## [Tareas propuestas]
1. En el texto sobre la película Dos días, una noche, ¿a cuántos trabajadores amedrenta el capataz?
2. Pasa al inglés la siguiente oración del texto sobre Dos días, una noche: «El planteamiento, que viene disfrazado de libre albedrío desde la dirección general de la empresa de paneles solares es, de entrada, cruel.»

## [Texto proporcionado]

● ● ● ● ● ● ●

En Dos días, una noche, Marion Cotillard interpreta con apabullante intensidad y diversidad emocional a Sandra, una mujer, esposa y madre de dos, de clase trabajadora, que acaba de salir de una depresión por la que faltó durante un periodo considerable al trabajo; cuando está por regresar, se encuentra con que sus jefes, alegando crisis financiera, han sometido a su equipo a votación para que sean ellos los que elijan entre estas dos opciones: que Sandra conserve su empleo y ellos dejen de trabajar horas extras a la semana, pero pierdan un bono de mil euros; o que ella pierda el empleo y ellos trabajen más pero conserven el bono. El planteamiento, que viene disfrazado de libre albedrío desde la dirección general de la empresa de paneles solares es, de entrada, cruel. Pero el capataz a cargo del equipo, el villano de la película, le ha añadido por cuenta propia una dosis extra de inhumanidad (inspirado seguramente en la cobardía, el miedo y en el deseo de ascender), amedrentando a los dieciséis trabajadores advirtiéndoles que si votan a favor de Sandra posteriormente serán ellos los que perderán el puesto. La votación ha quedado 13-3, sin demasiada esperanza para la protagonista.

● ● ● ● ● ● ●

## [Datos registrados]

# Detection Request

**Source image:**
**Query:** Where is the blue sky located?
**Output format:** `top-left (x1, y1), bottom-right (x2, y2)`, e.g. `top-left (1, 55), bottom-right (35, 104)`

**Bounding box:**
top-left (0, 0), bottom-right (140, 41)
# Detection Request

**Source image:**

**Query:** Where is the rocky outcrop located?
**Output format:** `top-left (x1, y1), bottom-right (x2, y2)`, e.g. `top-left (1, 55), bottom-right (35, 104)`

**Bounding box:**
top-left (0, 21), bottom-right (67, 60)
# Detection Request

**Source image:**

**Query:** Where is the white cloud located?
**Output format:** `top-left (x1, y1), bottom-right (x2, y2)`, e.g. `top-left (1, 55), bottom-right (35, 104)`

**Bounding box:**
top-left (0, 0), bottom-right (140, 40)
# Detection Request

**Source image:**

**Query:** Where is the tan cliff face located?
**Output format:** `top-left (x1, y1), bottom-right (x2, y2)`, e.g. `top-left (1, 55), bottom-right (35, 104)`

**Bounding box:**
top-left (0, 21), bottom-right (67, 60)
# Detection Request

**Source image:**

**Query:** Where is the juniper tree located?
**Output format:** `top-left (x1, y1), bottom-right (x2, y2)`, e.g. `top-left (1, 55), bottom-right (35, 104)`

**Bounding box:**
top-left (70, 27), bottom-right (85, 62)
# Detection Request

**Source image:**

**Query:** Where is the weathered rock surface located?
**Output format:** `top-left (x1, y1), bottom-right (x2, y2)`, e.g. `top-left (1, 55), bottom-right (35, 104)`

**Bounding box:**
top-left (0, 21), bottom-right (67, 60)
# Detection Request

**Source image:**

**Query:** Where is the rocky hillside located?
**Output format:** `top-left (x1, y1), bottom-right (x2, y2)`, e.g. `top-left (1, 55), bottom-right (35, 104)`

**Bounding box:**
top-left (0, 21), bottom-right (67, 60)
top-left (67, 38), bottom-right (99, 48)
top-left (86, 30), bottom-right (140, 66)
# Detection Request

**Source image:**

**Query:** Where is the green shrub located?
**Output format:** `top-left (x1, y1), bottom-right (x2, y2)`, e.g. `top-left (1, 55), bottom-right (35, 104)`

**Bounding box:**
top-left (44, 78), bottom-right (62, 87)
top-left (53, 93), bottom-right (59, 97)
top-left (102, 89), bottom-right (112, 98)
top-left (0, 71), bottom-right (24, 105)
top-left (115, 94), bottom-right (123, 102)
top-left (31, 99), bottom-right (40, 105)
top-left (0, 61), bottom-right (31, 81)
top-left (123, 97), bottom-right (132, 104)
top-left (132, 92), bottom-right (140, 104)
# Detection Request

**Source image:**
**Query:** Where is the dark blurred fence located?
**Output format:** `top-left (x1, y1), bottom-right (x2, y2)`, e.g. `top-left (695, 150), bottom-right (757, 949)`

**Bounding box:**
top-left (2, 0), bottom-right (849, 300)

● ● ● ● ● ● ●

## [Respuestas del ejercicio]
1. A dieciséis trabajadores.

2. The setup, which comes disguised as free will from the general management of the solar panel company, is cruel from the outset.